» REQUIREMENT 1: In the project notebook below, can you turn the paragraph beginning "This notebook was used to finetune" into a short list of its main facts?
» REQUIREMENT 2: Show every line of the listing below that contains the string "pocket".

» TEXT EXTRACT:
[Begin]

**Jonathan Ng**

**Vinty Dong**

**CSE 354 Final Project Notebook 1**

The code in this notebook is heavily based off the code from HW assignment 3

This notebook was used to finetune DistilBert-base-uncased using the MLM task on the math_qa dataset.



In [3]:
import torch
import numpy as np
# import pandas as pd
# from sklearn.model_selection import train_test_split

from torch.utils.data import Dataset, TensorDataset, DataLoader
from torch.nn.utils.rnn import pad_sequence
from tqdm import tqdm
#from transformers import AdamW, pipeline
#from sklearn.metrics import precision_score, recall_score, f1_score
from datasets import load_dataset
torch.manual_seed(42)
np.random.seed(42)
dataset = load_dataset("math_qa")

Found cached dataset math_qa (C:/Users/waibong/.cache/huggingface/datasets/math_qa/default/0.1.0/67fc1cc5d22b185002c6fd16e19e4d5215eae01fb04d656bed83204ba6ee55ff)
100%|██████████| 3/3 [00:00<00:00, 374.20it/s]


In [4]:
from transformers import AutoTokenizer, AutoModelForMaskedLM
class DistillBERT():
  def __init__(self):
        self.tokenizer = AutoTokenizer.from_pretrained('distilbert-base-uncased')
        self.model = AutoModelForMaskedLM.from_pretrained('distilbert-base-uncased')

  def get_tokenizer_and_model(self):
    return self.model, self.tokenizer
  
class DatasetLoader(Dataset):

  def __init__(self, data, tokenizer):
    self.data = data
    self.tokenizer = tokenizer

  def tokenize_data(self):
    print("Processing data..")
    tokens = []
    labels = []
    # label_dict = {'a':0, 'b':1, 'c':2, 'd':3, 'e':4}


    def mask_input(problem, rationale, mask_prob=0.15,mask_token='[MASK]'):

      masked_output = []

      if np.random.random() > 0.5:
        # problem gets masked
        for token in problem:
          if np.random.random() <= mask_prob:
            if np.random.random() <= 0.85:
              masked_output.append(mask_token)
            else:
              masked_output.append(token)
          else:
            masked_output.append(token)

[End]

» DATASET CONTENT:

[Begin]

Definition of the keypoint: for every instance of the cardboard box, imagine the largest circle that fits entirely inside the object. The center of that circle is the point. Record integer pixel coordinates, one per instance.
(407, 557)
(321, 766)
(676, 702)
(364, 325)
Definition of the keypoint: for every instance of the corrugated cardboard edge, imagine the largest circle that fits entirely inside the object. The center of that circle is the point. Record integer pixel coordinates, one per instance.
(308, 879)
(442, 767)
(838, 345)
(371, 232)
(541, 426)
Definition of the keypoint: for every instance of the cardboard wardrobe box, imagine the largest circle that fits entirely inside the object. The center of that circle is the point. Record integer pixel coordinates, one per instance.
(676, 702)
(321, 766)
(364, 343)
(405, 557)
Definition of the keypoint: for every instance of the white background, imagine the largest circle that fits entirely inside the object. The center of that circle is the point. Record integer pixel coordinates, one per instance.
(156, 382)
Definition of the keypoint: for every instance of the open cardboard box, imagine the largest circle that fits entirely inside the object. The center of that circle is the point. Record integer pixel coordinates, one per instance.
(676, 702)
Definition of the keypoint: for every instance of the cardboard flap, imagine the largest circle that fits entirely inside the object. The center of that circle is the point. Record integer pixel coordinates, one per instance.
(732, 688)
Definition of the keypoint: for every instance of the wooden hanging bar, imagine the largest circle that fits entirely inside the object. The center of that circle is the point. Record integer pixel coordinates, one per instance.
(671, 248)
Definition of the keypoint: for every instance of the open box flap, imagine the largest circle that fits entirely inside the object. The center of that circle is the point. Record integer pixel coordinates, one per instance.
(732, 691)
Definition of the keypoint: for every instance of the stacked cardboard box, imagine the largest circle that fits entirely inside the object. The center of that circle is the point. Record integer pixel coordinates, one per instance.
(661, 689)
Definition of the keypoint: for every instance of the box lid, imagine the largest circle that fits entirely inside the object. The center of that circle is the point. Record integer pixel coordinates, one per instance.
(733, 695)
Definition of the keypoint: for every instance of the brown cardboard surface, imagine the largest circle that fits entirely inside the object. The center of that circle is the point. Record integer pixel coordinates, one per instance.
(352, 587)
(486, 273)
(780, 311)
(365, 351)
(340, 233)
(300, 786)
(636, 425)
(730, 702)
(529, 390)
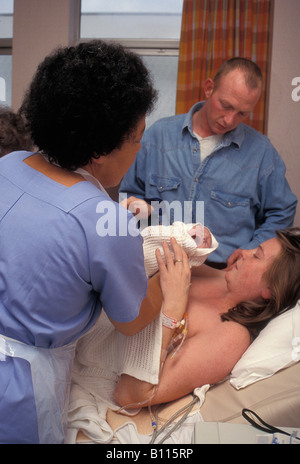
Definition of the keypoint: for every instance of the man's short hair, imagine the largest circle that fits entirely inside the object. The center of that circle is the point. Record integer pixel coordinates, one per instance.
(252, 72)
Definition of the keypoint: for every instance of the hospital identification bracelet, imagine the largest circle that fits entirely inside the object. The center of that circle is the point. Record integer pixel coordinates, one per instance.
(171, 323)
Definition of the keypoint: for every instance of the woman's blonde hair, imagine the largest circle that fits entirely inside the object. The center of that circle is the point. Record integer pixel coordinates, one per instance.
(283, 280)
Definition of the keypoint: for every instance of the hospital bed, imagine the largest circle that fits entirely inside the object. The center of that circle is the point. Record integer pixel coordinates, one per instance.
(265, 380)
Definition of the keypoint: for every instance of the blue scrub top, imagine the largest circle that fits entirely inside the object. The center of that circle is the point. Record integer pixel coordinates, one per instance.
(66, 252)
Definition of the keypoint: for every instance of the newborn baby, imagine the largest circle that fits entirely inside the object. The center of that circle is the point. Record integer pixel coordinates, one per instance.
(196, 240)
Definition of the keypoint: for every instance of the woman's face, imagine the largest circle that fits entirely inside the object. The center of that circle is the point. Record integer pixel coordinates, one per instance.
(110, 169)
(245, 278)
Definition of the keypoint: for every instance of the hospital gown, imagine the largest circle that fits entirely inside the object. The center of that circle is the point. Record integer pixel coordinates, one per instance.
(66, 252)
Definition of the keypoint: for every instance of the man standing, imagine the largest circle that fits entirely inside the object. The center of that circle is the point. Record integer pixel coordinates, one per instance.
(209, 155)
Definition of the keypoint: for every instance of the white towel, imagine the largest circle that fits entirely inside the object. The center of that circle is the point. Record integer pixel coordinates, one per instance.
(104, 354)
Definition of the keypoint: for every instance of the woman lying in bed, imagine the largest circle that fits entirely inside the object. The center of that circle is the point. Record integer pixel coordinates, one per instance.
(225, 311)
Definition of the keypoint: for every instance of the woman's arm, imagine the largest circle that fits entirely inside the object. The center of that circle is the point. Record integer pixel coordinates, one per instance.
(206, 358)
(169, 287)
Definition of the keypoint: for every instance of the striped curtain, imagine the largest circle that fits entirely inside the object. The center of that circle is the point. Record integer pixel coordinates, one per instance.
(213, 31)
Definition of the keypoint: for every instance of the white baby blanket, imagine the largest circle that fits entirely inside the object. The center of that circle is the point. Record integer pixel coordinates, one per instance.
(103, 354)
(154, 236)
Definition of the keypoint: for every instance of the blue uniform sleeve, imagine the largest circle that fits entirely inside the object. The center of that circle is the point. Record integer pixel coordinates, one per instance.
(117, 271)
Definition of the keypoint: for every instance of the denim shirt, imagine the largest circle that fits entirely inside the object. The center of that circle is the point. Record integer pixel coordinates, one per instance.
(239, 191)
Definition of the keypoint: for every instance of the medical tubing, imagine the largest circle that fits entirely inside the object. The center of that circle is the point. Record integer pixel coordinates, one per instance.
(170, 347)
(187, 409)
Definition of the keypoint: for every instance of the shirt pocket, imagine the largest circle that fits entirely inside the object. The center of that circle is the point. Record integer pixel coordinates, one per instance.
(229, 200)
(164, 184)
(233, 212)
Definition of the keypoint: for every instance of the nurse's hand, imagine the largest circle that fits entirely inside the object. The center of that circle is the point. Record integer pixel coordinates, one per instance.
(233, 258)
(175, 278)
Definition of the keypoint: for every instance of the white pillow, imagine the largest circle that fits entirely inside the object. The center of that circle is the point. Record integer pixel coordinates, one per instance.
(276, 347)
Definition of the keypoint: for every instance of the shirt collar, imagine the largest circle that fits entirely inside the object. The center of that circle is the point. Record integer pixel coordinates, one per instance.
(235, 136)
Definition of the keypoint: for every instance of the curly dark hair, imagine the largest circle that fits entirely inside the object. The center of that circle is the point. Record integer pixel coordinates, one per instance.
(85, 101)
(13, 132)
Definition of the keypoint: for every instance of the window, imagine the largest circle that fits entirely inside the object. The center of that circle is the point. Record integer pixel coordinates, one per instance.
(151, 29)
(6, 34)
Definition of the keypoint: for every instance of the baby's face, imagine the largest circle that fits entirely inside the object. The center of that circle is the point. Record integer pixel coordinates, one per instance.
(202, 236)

[End]
[Begin]

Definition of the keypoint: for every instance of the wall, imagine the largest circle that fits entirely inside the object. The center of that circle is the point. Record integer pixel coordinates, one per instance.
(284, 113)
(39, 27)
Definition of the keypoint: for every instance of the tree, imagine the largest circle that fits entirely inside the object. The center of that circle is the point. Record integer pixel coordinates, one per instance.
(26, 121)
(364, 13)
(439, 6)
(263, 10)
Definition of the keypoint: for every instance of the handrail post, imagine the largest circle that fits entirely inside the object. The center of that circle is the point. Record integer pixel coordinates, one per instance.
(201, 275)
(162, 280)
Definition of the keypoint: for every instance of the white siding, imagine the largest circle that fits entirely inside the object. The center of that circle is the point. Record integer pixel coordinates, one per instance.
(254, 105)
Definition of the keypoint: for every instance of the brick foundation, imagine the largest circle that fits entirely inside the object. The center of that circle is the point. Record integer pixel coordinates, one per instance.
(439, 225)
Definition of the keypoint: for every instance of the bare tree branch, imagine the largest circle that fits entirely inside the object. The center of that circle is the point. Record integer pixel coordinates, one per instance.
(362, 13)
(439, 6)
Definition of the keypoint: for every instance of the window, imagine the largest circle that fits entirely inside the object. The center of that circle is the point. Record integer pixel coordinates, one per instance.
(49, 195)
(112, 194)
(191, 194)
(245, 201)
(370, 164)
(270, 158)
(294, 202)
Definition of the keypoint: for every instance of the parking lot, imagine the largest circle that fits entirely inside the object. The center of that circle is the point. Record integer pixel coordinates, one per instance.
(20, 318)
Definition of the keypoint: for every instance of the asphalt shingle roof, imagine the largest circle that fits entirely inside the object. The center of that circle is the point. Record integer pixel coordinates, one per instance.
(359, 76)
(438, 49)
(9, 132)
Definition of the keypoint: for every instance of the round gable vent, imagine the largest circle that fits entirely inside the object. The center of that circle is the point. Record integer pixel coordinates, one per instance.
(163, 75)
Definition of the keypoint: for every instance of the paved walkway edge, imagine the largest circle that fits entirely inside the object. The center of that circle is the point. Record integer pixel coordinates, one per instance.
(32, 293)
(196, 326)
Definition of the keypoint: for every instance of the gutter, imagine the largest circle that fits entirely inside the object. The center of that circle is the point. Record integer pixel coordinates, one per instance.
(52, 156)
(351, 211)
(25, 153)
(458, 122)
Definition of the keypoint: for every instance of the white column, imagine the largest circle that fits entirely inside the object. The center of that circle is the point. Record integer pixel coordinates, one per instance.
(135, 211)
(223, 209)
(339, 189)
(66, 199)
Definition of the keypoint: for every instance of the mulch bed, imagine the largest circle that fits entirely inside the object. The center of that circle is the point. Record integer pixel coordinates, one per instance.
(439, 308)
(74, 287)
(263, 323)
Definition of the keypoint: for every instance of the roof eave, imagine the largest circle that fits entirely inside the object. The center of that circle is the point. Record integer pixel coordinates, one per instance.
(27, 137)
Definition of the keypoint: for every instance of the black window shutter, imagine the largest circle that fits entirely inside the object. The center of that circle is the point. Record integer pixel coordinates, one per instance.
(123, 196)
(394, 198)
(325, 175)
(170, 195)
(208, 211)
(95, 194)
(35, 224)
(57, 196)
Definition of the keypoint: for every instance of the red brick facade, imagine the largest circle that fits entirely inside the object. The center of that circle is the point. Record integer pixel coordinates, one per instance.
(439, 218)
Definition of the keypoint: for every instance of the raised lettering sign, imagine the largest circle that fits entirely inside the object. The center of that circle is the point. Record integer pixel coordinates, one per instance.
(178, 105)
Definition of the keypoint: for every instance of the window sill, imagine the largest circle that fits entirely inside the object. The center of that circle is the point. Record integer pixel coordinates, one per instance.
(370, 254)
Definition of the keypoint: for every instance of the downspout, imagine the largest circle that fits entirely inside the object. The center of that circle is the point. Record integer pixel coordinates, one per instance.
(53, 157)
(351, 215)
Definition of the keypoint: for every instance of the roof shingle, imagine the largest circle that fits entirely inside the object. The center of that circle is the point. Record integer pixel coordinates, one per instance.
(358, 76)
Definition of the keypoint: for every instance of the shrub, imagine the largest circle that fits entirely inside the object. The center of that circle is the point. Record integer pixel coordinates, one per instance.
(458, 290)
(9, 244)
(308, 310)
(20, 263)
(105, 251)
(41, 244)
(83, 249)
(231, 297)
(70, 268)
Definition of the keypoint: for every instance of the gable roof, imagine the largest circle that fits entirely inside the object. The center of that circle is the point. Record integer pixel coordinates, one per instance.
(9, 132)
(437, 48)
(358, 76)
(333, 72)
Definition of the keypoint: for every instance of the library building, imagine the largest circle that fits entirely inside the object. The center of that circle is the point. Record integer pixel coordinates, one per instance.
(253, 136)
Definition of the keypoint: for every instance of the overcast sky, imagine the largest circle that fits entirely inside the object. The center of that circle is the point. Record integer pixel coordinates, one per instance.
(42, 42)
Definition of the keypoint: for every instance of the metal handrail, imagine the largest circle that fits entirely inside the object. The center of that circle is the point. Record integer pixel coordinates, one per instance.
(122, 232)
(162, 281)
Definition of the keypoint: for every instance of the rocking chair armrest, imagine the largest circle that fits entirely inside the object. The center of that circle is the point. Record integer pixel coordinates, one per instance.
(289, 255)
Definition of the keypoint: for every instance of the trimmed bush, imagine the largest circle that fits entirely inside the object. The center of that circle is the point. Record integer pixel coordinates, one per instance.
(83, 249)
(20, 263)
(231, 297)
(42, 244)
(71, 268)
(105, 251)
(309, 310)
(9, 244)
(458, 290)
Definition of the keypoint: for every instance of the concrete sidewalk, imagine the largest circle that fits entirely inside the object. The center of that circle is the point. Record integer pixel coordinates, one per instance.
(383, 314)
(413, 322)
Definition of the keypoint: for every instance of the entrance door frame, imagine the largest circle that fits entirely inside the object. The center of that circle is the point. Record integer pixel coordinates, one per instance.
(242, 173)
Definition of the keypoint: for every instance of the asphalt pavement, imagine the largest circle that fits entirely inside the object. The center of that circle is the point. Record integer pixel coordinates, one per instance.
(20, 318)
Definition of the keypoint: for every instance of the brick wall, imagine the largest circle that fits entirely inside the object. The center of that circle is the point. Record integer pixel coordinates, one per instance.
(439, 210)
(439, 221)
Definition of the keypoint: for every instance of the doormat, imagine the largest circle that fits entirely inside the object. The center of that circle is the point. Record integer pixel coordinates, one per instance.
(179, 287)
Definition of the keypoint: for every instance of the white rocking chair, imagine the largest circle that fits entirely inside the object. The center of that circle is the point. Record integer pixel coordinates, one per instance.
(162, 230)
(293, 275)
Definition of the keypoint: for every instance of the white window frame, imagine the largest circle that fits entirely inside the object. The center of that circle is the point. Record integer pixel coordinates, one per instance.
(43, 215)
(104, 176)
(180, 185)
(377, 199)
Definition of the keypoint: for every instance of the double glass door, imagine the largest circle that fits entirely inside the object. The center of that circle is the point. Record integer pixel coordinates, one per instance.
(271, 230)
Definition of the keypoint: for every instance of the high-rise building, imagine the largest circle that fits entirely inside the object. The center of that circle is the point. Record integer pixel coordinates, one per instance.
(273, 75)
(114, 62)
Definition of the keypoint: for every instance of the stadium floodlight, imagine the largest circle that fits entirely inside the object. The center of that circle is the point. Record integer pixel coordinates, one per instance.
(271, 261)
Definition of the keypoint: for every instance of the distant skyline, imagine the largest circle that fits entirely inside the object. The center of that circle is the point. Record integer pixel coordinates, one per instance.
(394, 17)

[End]

» CORRECT RESPONSE 1:
- Model fine-tuned: DistilBert-base-uncased
- Task used: MLM
- Dataset: math_qa

» CORRECT RESPONSE 2:
Definition of the keypoint: for every instance of the shirt pocket, imagine the largest circle that fits entirely inside the object. The center of that circle is the point. Record integer pixel coordinates, one per instance.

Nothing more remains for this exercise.